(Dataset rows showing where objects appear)
--- start ---

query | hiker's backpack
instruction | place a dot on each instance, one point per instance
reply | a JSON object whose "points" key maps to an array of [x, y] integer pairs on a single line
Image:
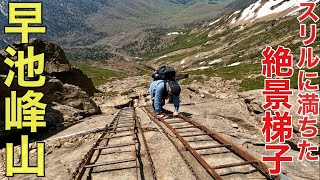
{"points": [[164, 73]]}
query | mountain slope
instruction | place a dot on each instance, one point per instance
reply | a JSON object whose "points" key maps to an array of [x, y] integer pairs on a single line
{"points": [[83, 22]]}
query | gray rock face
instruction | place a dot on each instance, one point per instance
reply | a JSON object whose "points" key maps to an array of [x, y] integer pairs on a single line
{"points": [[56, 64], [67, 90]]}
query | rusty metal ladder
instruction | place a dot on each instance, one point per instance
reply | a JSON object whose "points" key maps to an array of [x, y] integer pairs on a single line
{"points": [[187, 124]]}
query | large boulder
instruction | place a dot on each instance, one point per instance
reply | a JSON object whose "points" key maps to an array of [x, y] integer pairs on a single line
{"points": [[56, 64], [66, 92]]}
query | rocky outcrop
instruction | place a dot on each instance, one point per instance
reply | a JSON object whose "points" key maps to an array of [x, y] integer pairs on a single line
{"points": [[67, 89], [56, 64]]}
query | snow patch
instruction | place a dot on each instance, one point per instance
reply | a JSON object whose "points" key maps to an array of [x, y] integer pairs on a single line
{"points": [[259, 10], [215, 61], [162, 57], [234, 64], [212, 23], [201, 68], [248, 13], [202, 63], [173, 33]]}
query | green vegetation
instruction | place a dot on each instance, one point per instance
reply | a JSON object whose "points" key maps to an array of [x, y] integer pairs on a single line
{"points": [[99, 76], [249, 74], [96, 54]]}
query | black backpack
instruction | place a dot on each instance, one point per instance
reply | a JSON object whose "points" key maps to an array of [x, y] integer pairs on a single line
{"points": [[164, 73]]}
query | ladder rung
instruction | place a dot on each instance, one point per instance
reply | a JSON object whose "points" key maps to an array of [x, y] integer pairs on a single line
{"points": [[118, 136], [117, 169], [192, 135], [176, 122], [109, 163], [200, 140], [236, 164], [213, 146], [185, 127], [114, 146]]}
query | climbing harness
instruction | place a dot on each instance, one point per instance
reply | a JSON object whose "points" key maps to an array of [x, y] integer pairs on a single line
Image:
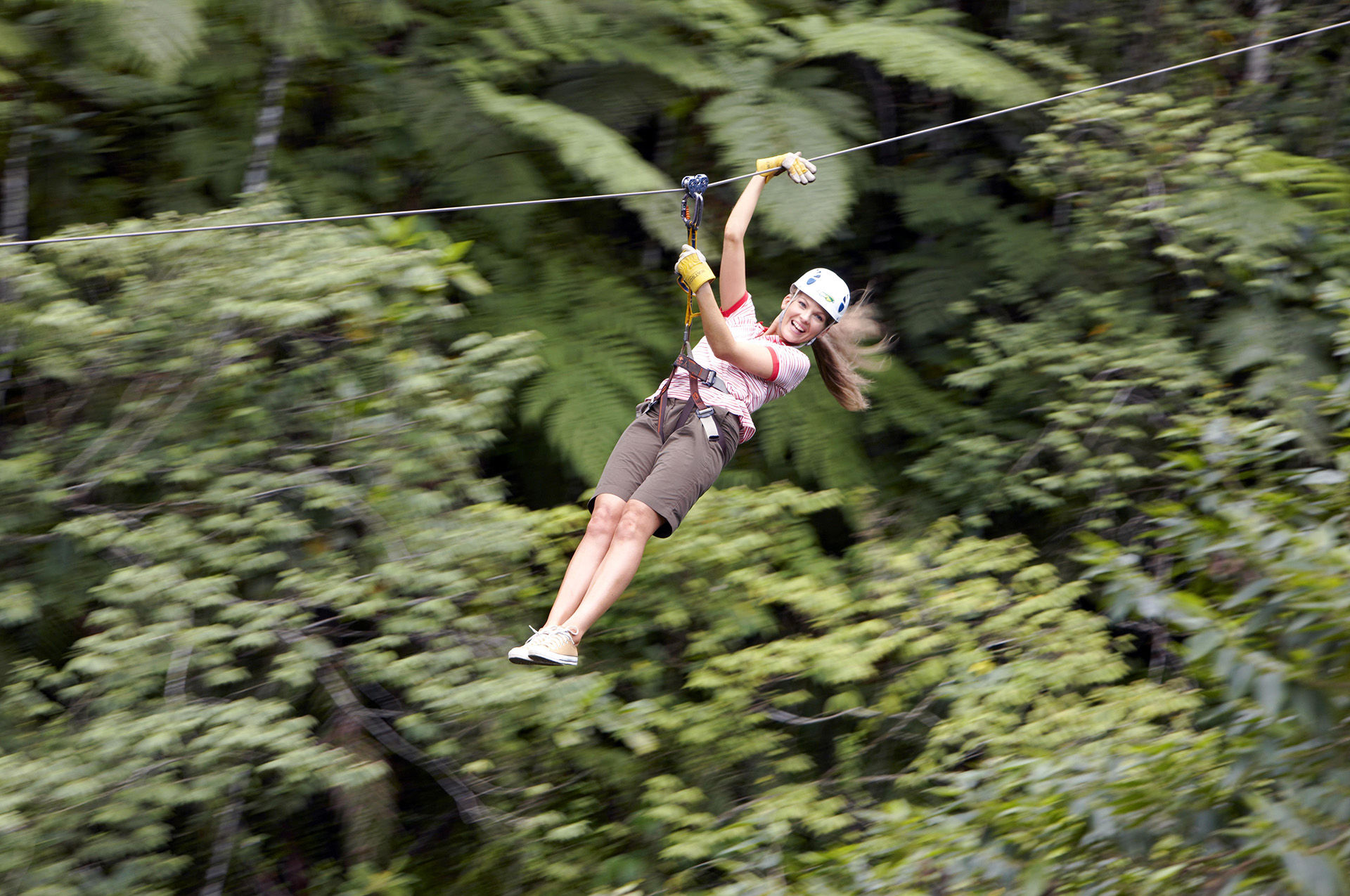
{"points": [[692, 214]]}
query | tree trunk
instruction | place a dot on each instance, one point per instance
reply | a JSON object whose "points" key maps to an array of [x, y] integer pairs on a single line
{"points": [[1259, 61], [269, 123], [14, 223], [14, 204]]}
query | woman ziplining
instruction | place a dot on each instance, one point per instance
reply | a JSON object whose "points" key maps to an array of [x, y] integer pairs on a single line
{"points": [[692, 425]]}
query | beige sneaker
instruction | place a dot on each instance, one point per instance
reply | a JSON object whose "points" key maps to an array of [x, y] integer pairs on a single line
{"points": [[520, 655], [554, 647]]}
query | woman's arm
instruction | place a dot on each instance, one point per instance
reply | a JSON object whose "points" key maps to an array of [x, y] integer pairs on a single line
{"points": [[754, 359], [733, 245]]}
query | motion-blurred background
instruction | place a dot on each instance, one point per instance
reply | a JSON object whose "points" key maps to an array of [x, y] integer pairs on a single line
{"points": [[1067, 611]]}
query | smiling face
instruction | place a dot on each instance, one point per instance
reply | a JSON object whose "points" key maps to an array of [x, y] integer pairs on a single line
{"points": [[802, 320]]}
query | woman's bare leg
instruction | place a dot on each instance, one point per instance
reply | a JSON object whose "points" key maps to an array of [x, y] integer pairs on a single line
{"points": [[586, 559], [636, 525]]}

--- end ---
--- start ---

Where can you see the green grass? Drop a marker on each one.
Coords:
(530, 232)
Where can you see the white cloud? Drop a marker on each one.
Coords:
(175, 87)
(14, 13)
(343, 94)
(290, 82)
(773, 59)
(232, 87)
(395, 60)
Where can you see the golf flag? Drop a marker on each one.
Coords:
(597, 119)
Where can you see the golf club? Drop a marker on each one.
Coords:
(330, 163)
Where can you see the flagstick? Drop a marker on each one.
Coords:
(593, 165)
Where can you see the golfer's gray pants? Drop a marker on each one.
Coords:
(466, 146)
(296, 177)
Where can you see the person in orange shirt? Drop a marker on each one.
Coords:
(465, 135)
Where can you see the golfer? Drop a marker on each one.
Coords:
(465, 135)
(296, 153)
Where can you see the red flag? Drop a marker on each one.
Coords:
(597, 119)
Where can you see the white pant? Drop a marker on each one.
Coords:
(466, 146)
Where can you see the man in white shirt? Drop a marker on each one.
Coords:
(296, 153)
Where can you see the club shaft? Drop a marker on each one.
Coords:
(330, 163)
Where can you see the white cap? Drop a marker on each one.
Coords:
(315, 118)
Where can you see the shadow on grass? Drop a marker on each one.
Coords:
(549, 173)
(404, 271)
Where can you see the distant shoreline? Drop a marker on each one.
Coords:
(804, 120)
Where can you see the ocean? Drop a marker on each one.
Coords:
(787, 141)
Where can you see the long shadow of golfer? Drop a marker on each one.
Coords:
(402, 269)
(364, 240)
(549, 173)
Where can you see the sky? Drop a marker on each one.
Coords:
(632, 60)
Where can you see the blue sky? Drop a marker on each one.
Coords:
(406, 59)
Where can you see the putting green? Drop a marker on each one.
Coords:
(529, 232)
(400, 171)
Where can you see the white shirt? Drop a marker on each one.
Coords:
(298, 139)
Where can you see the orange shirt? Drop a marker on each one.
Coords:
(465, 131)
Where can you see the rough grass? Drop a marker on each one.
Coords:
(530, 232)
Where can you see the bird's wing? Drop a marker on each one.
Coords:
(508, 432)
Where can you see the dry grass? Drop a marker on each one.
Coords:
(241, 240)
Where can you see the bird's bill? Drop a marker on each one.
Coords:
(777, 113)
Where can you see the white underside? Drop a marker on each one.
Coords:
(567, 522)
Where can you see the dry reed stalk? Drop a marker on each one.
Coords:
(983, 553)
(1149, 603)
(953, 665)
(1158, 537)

--- end ---

WHAT YOU ARE ASKED TO DO: Please list every line of the records above that contains the string "gray", treating uppercase and lowercase as different.

RESPONSE:
query | gray rock face
Where can you see the golfer's gray pants? Drop a marker on each one.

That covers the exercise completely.